◆ Excerto do texto:
====================

Acórdão do Tribunal da Relação de Guimarães
Processo:
96/04.6JABRG.G1
Relator: ANTÓNIO RIBEIRO
Descritores: SEPARAÇÃO DE PROCESSOS
TITULAR DE CARGO POLÍTICO
ART. 42º DA LEI Nº 34/87
DE 16 DE JULHO
RETENÇÃO DO RECURSO
Nº do Documento: RG
Data do Acordão: 12/22/2009
Votação: UNANIMIDADE
Texto Integral: S
Privacidade: 1
Meio Processual: RECLAMAÇÃO PENAL
Decisão: CONSIDERADA PROCEDENTE
Sumário: I – Nos termos do art. 42º da Lei nº 34/87, de 16.07, «a instrução e o julgamento de processos relativos a crime de responsabilidade de titular de cargo político, cometido no exercício das suas funções, far-se-ão, por razões de celeridade, em separado dos relativos a outros co-responsáveis que não sejam titulares de cargos políticos».
II – A redacção de tal norma não deixa margem para tergiversões, impondo-se ao Julgador sem que a este se consinta qualquer juízo acerca da verificação, em concreto, das razões de celeridade, que o legislador tem por objectiva e abstractamente justificativas do regime que assim consagrou, sobrepondo-o ao quadro geral do art. 30º do CPP.
III - Naturalmente que, estando em causa a separação de processos na fase da instrução e como afirma o Reclamante, a retenção do recurso – nesta parte, que não quanto às demais questões suscitadas no requerimento de abertura de instrução – levaria a que a execução do despacho recorrido, com a consequente realização da instrução sem separação dos processos, redundasse na absoluta inutilidade daquele mesmo recurso, por entretanto já estar concluída a fase instrutória aquando da sua apreciação pela Relação.
Decisão Texto Integral: Reclamação – art. 405º do Código de Processo Penal.
Reclamante (Arguido): António C.
3º Juízo Criminal do Tribunal Judicial de Guimarães.

*****

No processo a que se refere apresente reclamação foram constituídos arguidos e acusados da autoria material de um crime previsto e punido pelo art. 23º, nº 1 da Lei nº 34/87, de 16 de Julho, o ora Reclamante, na qualidade de Vereador da Câmara Municipal de …, António M., Presidente da mesma Câmara, e ainda Armando O. e Fernando M., estes enquanto gerentes em exercício da sociedade por quotas “Invest., Lda.”, como autores materiais, cada um deles, de um crime previsto e punido pelos arts. 28º, nº 1 e 377º, nº1 do Código Penal.

====================

◆ Registos guardados:
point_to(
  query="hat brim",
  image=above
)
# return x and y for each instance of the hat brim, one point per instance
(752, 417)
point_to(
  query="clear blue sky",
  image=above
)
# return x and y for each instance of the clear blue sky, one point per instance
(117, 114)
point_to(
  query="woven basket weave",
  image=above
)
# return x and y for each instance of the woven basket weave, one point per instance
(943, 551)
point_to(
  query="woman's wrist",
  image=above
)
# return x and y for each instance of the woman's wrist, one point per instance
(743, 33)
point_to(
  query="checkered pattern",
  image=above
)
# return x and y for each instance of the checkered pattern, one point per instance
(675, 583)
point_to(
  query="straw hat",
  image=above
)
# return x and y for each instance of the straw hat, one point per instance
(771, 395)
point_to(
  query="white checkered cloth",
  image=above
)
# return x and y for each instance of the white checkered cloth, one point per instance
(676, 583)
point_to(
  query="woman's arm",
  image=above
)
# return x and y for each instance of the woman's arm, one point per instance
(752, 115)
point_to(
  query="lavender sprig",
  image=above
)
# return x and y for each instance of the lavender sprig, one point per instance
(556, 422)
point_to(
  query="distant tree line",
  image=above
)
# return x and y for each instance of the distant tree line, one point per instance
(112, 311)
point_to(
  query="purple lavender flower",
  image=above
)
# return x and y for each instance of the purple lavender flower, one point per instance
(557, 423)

====================

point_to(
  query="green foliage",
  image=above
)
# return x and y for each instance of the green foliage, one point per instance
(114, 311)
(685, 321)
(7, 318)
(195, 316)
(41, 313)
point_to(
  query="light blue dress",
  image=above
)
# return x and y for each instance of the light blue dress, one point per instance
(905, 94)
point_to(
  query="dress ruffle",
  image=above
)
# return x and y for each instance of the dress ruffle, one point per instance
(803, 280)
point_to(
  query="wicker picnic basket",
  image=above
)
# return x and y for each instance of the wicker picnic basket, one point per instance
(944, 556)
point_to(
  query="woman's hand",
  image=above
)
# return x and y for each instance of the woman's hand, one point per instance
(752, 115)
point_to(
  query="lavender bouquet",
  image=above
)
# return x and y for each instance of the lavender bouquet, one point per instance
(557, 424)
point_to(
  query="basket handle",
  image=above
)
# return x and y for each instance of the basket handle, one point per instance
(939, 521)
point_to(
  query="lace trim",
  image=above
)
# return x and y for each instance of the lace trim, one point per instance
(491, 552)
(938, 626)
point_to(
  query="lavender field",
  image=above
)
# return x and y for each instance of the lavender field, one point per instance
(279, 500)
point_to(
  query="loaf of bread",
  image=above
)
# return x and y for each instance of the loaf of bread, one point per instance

====================

◆ Tarefa A:
Resuma em duas frases o acórdão sobre a separação de processos.
◆ Tarefa B:
Escreva a continuação do acórdão sobre a separação de processos a partir do ponto em que termina.

◆ Resposta esperada A:
O acórdão do Tribunal da Relação de Guimarães, votado por unanimidade numa reclamação penal considerada procedente, afirma que o art. 42º da Lei nº 34/87 obriga a que a instrução e o julgamento por crime de responsabilidade de titular de cargo político decorram em separado dos relativos aos co-responsáveis sem esse cargo, sem que o julgador possa avaliar em concreto as razões de celeridade. Acrescenta que reter o recurso quanto a essa separação o tornaria inútil, porque a fase instrutória já estaria concluída quando a Relação o apreciasse.

◆ Resposta esperada B:
Por despacho de fls. 1482 foi admitida a abertura de instrução, requerida pelo aqui Reclamante a fls. 1395, aí pedindo este, por ordem de precedência:
a) Fosse ordenada a separação de processos, para que a instrução, relativamente aos arguidos Armando O. e Fernando M., se processasse em separado da dos demais arguidos;
b) Fosse declarado nulo o laudo de peritagem de fls. 818 a 824;
c) Fossem declarados nulos os autos de inquirição que especificou;

Tais pedidos foram indeferidos pelo despacho de fls. 1499-1500, sendo que, no que respeita ao primeiro deles, o Mmº Juiz a quo fundou a sua decisão em não vislumbrar «quaisquer razões de celeridade processual no pedido formulado», pois, tendo os arguidos titulares de cargos políticos requerido a abertura da instrução, «mesmo com a separação de processos, «sempre estes arguidos estariam em fase de instrução, não passando da fase de inquérito para a fase de julgamento».

O Reclamante interpôs recurso do despacho de fls. 1499-1500, o qual foi admitido como agravo, com subida a final e efeito meramente devolutivo, conforme despacho certificado a fls. 102 destes autos.

É desse despacho que vem a presente reclamação, alegando o Reclamante, em síntese:

1) O recurso interposto pelo reclamante, do despacho que indeferiu a realização da instrução em separado, teve por exclusiva finalidade conseguir que a instrução fosse feita em separado;
2) A retenção do recurso, emergente do regime de subida e efeito que lhe foi fixado no despacho reclamado (a subir a final e com efeito meramente devolutivo), torna o recurso absolutamente inútil;
3) O despacho reclamado infringiu o disposto no nº 1 do art. 407º e no nº 3 do art. 408º, ambos do CPP.

II – Fundamentos;

Atenta a delimitação do objecto da presente reclamação, feita pelo Reclamante, apenas está aqui em causa o regime de subida e o efeito do recurso interposto quanto ao indeferimento do pedido de separação de processos.

Nos termos do art. 42º da Lei nº 34/87, de 16.07, «a instrução e o julgamento de processos relativos a crime de responsabilidade de titular de cargo político, cometido no exercício das suas funções, far-se-ão, por razões de celeridade, em separado dos relativos a outros co-responsáveis que não sejam titulares de cargos políticos».

Sem poder, nem pretender, entrar na apreciação da matéria do próprio recurso, sempre se dirá que a redacção de tal norma não deixa margem para tergiversões, impondo-se ao Julgador sem que a este se consinta qualquer juízo acerca da verificação, em concreto, das razões de celeridade, que o legislador tem por objectiva e abstractamente justificativas do regime que assim consagrou, sobrepondo-o ao quadro geral do art. 30º do CPP.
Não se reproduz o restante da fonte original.